Category Archives: watering

Watering in the Heat, and more… by Peter Heffelfinger

By Peter Heffelfinger

posted August 16, 2022

Watering in the Heat

The first half of August usually brings the hottest weather of summer, but the impact of climate change has brought more intense heat waves, with the daytime temperatures on Fidalgo Island consistently in the 80’s. We are fortunate, being close to the cooling effect of Puget Sound, which creates late afternoon onshore breezes that can take the edge off the heat. The nighttime temperatures, however, have been staying in the 50’s, even during the heat domes. The cool nights, a harbinger of the fall weather that will start to creep in later in the month, have also created the grey mold on the leaves of the big leaf maples as well as on the foliage of some winter squash.The vegetable gardens, however, still require a great deal of water to deal with the overall summer drought.

Watering the hoophouse paths

The basic garden watering mantras hold: water early in the day, to avoid loss of water to evaporation, and to give the plants time to absorb prior water prior to the daytime rise in temperature; use a protective mulch of some kind to protect the surface of the soil from drying out and to keep the soil moist around the root zone of the plants; and, water deeply on a regular basis, when the soil begins to feel dry to the touch at a depth of 2-3 inches, usually every 2-3 days. Watering too lightly and too often keeps the roots close to the surface of the soil, and the plants are easily dried out on hot days. For some crops that are producing heavily right now, such as pole and bush beans, I water more frequently in order to ensure a sustained crop of tender and sweet beans. Unless you’re raising dry beans or saving seed, remove any pods that get too large and tough in order to keep the plant producing more flowers.

● ● ● ● ●

What to do -> From the text on watering in the heat, list the basic garden watering mantras it gives.

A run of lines
● ● ● ● ●

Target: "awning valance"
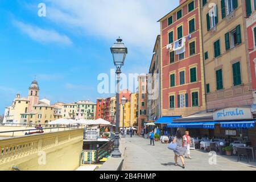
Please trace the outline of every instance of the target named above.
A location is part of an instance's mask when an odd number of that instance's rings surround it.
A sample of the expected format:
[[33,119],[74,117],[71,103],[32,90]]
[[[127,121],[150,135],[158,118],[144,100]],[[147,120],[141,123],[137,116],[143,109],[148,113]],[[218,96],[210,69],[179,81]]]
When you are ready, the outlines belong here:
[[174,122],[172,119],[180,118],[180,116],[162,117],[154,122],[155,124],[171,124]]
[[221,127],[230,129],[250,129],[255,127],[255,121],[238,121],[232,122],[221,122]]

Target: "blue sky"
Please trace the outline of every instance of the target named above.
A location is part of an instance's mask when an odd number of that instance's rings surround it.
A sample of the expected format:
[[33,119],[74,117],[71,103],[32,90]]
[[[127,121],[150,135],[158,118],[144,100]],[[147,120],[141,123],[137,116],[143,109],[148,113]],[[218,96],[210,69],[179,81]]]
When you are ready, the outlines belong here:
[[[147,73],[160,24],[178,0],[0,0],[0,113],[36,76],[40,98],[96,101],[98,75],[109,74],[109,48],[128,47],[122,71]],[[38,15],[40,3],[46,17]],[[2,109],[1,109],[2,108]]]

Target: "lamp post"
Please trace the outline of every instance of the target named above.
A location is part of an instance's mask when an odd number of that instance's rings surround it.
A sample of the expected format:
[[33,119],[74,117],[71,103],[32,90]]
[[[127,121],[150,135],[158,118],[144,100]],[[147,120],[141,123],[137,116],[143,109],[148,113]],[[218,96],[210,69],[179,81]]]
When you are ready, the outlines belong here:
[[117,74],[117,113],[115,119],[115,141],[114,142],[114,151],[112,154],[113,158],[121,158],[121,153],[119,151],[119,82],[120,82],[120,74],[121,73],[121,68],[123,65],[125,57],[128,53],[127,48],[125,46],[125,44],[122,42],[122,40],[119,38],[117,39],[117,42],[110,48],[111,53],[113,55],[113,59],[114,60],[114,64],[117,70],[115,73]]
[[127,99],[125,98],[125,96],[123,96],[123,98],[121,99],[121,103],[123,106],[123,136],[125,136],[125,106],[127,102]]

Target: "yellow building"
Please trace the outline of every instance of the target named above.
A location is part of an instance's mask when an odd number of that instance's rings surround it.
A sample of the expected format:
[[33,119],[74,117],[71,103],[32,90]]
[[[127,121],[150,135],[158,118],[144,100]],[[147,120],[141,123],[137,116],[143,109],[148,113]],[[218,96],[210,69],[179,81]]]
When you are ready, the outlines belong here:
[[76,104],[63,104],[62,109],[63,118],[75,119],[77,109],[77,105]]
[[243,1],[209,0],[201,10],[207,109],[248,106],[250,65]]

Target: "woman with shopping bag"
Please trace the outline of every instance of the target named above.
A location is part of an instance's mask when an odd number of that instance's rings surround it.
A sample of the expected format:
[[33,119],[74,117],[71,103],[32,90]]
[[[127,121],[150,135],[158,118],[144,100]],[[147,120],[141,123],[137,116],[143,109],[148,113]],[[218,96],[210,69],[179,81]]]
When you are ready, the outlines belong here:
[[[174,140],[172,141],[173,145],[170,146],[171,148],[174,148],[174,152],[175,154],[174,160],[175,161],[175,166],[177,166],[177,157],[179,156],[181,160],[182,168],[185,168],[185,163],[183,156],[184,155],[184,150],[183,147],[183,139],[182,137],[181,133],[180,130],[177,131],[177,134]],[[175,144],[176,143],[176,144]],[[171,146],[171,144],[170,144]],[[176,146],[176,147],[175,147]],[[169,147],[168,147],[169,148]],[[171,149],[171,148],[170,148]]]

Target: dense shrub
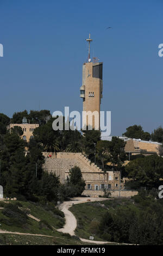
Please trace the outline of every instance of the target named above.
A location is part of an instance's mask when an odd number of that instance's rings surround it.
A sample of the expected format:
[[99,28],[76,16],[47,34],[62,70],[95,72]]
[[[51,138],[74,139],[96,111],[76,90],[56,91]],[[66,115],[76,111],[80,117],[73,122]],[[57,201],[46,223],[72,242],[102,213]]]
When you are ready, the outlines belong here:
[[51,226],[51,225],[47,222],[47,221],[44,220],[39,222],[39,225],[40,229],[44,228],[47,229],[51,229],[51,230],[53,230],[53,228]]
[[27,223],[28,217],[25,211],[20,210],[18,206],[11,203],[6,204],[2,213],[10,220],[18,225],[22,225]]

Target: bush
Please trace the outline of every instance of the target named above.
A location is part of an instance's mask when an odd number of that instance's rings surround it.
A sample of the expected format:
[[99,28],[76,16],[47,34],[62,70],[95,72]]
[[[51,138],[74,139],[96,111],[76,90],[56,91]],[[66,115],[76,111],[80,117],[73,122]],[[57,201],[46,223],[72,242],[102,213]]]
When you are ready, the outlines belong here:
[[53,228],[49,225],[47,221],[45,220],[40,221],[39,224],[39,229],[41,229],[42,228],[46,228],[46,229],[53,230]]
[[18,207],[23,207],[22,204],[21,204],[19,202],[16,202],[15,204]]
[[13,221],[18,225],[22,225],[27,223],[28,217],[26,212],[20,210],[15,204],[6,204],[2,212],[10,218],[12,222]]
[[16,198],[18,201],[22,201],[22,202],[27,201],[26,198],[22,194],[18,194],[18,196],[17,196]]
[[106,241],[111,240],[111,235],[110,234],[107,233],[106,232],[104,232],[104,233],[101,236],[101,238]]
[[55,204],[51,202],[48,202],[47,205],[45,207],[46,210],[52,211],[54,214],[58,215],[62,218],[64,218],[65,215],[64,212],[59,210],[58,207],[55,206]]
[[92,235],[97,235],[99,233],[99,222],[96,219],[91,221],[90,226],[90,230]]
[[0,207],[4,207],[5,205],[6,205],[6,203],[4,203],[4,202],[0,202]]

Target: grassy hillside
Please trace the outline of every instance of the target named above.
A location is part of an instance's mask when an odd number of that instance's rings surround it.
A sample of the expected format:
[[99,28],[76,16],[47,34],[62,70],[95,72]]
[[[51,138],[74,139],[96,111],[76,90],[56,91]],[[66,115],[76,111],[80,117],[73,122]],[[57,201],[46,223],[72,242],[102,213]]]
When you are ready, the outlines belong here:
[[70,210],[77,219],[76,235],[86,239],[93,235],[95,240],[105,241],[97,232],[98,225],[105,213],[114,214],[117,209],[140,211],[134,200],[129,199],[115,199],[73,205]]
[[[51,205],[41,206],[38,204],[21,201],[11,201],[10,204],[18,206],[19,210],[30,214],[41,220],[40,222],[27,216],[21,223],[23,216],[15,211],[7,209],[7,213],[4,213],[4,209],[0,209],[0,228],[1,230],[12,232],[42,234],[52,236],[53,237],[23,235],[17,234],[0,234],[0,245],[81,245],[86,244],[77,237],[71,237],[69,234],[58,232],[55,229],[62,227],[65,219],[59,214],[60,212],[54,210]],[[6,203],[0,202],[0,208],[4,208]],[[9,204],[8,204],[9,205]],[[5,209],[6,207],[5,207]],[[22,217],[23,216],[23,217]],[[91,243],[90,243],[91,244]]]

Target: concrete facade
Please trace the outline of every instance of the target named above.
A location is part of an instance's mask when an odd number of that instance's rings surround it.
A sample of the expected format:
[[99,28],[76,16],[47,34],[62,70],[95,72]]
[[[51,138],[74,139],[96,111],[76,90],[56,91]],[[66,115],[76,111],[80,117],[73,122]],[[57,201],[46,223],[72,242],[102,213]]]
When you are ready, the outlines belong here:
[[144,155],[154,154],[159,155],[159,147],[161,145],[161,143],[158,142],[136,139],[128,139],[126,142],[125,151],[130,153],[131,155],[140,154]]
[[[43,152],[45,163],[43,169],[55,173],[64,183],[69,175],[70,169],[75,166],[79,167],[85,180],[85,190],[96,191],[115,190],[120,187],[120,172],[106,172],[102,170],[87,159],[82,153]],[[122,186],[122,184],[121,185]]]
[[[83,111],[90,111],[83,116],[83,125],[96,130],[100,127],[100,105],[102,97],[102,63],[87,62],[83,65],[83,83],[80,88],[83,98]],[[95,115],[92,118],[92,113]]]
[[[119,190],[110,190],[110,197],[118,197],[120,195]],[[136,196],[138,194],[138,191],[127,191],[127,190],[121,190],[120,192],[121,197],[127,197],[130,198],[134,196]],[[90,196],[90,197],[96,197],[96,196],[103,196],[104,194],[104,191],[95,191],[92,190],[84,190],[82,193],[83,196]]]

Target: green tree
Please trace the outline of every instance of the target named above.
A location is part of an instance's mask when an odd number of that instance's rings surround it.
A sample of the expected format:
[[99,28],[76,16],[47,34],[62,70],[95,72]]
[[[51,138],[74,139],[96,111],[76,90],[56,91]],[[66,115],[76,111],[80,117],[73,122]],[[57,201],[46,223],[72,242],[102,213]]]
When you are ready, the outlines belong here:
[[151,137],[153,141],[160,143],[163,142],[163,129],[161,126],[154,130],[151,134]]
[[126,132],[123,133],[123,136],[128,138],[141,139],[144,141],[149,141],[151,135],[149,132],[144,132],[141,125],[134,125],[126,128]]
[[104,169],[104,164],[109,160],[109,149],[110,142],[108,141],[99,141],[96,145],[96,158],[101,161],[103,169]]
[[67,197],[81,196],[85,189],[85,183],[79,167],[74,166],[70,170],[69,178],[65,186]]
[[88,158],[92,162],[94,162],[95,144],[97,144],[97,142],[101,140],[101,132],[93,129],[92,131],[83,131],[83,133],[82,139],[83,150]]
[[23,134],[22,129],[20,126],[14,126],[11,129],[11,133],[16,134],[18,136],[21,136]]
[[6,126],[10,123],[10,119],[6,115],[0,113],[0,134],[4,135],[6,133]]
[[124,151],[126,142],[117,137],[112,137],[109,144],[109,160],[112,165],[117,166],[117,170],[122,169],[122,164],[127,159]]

● ● ● ● ●

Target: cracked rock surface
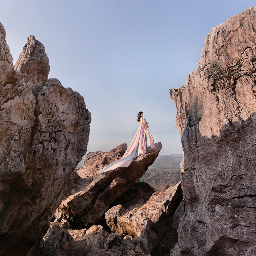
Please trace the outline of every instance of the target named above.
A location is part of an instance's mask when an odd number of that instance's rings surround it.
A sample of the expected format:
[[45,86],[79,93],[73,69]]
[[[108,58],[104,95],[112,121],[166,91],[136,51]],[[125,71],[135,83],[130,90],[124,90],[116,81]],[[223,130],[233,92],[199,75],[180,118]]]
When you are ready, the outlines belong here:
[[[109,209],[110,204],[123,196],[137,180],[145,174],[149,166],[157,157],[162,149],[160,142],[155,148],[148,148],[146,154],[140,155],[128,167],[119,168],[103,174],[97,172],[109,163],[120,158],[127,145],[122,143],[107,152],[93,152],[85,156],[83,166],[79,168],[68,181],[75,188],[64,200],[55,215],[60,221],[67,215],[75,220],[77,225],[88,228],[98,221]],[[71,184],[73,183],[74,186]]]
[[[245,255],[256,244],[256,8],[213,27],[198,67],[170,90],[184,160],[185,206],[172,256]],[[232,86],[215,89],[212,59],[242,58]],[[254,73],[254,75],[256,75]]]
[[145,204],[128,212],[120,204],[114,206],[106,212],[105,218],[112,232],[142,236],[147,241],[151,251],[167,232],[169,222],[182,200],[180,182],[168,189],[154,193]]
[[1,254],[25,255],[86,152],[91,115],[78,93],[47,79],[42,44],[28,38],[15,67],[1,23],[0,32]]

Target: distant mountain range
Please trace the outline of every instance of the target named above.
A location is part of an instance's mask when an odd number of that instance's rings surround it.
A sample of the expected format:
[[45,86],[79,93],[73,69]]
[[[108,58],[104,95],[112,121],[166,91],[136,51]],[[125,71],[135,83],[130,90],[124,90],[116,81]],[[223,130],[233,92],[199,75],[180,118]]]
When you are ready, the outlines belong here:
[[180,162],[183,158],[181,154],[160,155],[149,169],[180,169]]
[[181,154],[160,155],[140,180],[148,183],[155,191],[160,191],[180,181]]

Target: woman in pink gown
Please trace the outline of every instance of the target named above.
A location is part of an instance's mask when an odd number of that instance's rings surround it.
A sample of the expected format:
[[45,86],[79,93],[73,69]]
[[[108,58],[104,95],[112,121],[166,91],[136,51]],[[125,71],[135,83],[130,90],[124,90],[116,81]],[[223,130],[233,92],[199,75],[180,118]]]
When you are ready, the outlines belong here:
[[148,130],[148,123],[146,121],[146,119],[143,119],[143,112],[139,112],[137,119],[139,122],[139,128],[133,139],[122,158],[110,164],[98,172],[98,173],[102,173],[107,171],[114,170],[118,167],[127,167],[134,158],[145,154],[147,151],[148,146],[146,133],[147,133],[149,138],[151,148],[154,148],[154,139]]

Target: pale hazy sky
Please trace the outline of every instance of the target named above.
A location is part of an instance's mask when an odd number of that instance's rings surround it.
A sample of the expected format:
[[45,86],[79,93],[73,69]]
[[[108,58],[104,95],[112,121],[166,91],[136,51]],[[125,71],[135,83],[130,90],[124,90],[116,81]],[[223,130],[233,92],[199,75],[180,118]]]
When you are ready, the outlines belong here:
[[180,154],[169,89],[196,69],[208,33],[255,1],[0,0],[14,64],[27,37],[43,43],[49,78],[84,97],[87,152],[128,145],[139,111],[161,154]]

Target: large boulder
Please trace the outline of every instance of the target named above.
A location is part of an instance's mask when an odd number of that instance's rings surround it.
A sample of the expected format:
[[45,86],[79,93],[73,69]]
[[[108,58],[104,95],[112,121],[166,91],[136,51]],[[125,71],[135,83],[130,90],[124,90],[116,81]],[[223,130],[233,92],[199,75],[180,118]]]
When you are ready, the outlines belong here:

● ● ● ● ●

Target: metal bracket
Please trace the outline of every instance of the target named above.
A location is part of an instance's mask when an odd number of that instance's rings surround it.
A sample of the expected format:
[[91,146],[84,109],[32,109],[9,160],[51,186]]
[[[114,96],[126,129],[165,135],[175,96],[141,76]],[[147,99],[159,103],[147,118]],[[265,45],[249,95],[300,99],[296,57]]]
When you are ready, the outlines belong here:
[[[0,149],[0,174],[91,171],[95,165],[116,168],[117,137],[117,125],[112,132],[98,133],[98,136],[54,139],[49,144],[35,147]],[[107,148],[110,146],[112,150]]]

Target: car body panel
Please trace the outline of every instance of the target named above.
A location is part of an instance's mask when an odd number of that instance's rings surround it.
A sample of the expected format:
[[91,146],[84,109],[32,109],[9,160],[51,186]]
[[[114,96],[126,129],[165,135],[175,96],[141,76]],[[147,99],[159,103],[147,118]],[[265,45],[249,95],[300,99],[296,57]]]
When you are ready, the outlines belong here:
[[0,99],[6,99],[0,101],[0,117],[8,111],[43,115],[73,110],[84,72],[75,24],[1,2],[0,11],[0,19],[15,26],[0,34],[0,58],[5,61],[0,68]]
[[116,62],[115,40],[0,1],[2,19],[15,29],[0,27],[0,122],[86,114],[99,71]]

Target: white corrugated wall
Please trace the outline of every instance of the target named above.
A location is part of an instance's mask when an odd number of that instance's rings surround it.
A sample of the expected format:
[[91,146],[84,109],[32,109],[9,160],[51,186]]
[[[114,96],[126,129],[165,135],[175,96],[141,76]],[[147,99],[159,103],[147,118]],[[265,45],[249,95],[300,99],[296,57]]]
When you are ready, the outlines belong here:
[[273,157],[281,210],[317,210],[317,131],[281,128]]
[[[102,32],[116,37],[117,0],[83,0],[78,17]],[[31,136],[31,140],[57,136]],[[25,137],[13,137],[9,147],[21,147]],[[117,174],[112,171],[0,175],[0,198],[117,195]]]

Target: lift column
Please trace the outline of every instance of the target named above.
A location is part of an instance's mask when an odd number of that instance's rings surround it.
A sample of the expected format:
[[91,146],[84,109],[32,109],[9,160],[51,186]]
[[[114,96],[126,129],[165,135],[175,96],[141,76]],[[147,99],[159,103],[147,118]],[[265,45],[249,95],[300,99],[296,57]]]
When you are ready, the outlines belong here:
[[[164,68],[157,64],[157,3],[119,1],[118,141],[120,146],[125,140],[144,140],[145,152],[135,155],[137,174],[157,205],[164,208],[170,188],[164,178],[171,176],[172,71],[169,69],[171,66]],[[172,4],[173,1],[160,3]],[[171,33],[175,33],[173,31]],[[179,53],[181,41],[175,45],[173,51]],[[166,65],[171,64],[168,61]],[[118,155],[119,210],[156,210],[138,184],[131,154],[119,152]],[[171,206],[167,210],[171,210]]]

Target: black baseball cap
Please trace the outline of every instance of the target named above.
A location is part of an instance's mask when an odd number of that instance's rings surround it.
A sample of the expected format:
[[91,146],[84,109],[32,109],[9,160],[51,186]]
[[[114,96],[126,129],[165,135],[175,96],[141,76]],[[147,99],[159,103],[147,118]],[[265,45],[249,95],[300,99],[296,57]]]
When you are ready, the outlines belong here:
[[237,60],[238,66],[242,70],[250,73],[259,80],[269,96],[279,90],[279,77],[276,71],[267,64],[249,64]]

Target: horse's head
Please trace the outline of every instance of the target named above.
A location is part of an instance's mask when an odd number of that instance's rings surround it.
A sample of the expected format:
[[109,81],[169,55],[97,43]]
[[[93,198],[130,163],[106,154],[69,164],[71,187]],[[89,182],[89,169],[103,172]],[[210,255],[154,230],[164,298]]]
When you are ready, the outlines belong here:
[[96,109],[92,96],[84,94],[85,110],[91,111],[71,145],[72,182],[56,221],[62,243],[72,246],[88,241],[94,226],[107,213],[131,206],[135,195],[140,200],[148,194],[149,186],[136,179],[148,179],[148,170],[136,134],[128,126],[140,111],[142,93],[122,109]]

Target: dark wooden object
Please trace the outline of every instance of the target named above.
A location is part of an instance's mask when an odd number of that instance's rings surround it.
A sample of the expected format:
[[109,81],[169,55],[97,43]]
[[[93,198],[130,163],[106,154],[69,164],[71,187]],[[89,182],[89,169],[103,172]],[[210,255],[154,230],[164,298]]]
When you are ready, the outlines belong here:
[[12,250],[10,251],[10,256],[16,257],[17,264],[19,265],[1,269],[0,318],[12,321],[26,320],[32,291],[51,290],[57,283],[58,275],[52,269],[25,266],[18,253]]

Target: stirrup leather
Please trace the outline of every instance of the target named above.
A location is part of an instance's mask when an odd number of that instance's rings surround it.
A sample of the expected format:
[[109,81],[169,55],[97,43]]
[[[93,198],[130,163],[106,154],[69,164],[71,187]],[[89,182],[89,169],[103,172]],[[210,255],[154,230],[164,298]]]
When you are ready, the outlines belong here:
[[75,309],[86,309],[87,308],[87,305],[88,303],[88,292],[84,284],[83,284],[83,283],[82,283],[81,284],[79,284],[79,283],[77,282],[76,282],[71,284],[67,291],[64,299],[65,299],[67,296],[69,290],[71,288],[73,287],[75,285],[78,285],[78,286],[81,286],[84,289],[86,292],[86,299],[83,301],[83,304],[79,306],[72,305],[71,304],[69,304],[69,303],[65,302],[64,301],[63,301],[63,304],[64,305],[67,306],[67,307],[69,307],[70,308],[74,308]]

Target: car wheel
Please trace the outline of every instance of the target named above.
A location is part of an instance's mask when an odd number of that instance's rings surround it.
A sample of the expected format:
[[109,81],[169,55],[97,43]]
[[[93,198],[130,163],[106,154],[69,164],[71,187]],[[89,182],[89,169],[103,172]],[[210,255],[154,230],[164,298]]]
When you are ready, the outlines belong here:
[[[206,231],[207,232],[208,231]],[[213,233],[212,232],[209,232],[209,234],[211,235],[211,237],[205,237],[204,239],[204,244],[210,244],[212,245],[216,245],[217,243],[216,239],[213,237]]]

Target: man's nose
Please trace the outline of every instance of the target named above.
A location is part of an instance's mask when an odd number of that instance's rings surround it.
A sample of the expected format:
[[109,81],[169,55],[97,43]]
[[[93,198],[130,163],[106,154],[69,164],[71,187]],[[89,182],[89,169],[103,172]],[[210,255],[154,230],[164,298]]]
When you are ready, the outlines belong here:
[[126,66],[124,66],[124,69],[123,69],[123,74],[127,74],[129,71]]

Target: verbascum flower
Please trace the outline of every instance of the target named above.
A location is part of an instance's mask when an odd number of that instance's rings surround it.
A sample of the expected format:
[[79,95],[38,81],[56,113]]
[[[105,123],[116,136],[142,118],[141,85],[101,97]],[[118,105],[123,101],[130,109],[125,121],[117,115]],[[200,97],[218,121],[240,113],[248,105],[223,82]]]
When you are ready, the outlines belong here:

● ● ● ● ●

Task result ->
- Water early in the day.
- Use a protective mulch of some kind.
- Water deeply on a regular basis.